▶ _Written exercise_
Revise the lines from the line containing "In the photo above, where can the shadow" through the line containing "point(381, 284)" by changing "pavement" to "sidewalk", leaving all else as it is. Return only those lines.
--- BEGIN ---
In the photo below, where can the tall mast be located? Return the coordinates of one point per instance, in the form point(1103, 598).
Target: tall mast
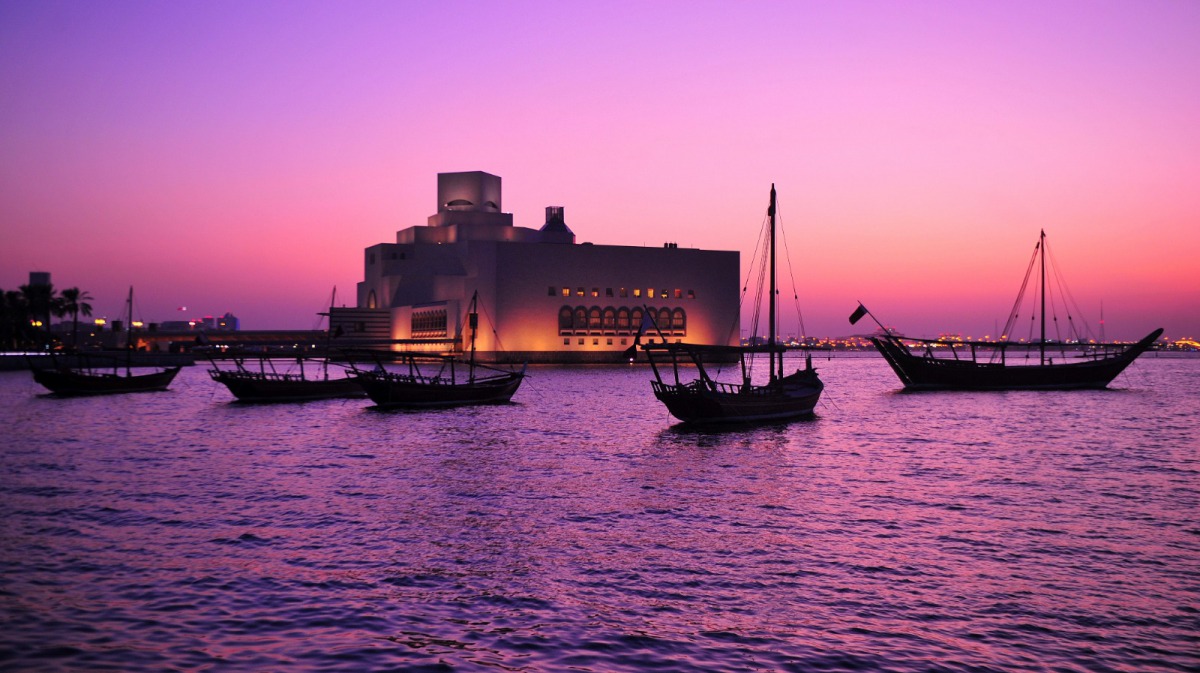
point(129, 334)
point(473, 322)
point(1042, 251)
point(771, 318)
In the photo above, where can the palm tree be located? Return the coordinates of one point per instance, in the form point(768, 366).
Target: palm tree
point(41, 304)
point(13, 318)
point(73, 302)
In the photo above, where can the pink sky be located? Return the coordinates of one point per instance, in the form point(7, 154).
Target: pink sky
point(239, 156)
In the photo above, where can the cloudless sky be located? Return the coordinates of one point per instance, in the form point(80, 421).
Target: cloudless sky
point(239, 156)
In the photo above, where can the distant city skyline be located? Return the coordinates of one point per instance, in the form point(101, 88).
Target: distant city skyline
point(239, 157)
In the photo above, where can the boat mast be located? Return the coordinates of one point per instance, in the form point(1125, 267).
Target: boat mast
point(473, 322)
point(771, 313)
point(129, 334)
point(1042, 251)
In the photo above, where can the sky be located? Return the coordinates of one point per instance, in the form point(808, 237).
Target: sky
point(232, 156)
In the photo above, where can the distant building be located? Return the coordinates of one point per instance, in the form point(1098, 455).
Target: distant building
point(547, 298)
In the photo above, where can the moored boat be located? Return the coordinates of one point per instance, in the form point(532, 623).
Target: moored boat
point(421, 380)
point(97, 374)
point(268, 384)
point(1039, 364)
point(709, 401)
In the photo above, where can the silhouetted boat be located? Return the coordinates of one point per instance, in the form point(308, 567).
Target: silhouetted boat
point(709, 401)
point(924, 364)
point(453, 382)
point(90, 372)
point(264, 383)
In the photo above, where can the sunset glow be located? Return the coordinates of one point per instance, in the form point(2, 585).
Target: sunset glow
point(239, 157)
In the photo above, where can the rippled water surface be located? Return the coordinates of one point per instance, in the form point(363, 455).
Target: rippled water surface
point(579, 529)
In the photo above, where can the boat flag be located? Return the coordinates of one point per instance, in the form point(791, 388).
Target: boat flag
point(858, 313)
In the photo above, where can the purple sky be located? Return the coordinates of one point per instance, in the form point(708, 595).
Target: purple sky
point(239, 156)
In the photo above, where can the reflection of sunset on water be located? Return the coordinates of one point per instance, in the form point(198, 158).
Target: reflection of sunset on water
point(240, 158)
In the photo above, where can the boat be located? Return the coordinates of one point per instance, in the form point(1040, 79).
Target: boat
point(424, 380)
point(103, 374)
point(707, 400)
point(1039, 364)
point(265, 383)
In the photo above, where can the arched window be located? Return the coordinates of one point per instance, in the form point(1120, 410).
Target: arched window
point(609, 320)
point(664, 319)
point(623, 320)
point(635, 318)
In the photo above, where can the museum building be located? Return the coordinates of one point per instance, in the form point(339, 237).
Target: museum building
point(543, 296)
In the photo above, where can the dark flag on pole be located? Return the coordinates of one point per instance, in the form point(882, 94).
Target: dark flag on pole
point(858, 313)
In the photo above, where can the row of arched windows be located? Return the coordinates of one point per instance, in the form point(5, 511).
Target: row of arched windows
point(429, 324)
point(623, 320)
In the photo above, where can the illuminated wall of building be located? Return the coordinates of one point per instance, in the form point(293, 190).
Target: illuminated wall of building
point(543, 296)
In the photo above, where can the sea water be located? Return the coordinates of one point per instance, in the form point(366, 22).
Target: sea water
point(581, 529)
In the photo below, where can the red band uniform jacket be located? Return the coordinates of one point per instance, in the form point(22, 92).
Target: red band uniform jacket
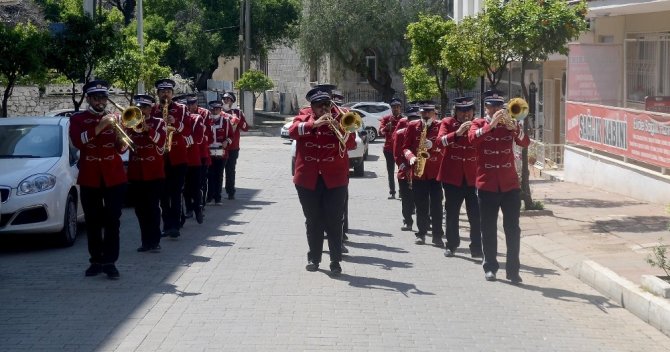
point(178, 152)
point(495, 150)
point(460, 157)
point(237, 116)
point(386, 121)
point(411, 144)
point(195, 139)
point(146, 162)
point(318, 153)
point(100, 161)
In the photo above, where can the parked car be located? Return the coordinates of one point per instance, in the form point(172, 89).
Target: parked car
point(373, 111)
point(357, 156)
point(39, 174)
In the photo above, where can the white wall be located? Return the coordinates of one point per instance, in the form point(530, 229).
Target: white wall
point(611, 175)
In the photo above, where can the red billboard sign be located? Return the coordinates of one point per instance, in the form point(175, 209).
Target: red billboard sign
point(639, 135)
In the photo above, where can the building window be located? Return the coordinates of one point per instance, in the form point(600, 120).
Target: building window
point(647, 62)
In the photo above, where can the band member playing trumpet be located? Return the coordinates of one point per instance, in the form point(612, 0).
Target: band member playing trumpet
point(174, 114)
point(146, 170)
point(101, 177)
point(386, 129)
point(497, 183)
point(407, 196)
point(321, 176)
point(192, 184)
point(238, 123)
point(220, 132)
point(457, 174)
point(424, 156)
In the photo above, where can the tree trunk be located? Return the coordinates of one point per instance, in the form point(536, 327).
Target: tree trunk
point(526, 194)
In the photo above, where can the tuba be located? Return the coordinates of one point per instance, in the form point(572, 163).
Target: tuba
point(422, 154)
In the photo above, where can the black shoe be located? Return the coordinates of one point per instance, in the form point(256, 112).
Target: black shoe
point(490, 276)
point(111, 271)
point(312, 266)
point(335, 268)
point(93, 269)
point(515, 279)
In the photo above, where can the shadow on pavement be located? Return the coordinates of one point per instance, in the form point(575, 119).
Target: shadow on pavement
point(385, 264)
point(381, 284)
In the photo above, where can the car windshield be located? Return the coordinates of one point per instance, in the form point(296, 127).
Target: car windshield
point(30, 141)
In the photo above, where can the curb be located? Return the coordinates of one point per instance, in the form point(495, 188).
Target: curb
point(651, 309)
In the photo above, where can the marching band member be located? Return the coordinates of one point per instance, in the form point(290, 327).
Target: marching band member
--- END ---
▶ _Full response_
In the photo above, where can the shadow on sidewalk be located? Return the coordinates of one point per instance, in the form point(575, 119).
Target: shadow on sidewalk
point(385, 264)
point(381, 284)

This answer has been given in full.